• _DATA RECORDS_

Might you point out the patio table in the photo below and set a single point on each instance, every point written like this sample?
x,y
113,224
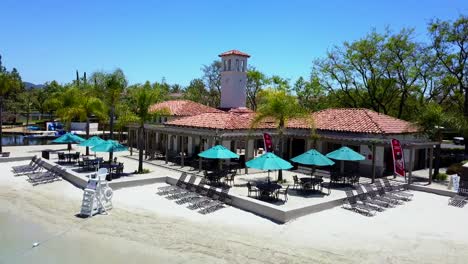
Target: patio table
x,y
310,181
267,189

...

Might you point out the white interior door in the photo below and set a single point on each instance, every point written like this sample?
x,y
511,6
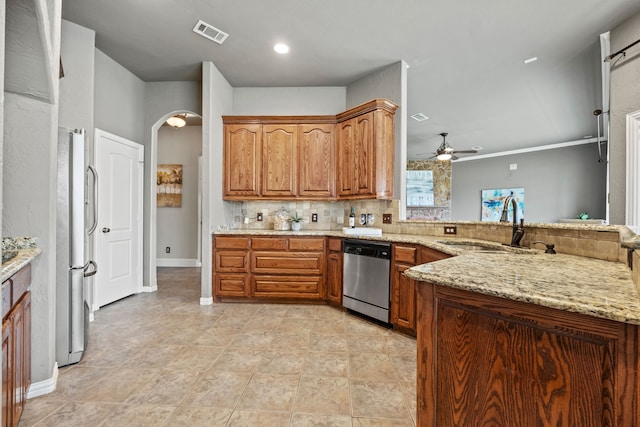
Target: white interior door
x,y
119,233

• _EXERCISE DIRECTIONS_
Look for the string "written" in the records, and copy every line where it is found.

• _EXERCISE RESULT_
Might you point out the patio table in the photo below and set a single point on each instance, every point written like this sample?
Might you point out the white interior door in the photo below and set a single point on each instance, every point written like this sample?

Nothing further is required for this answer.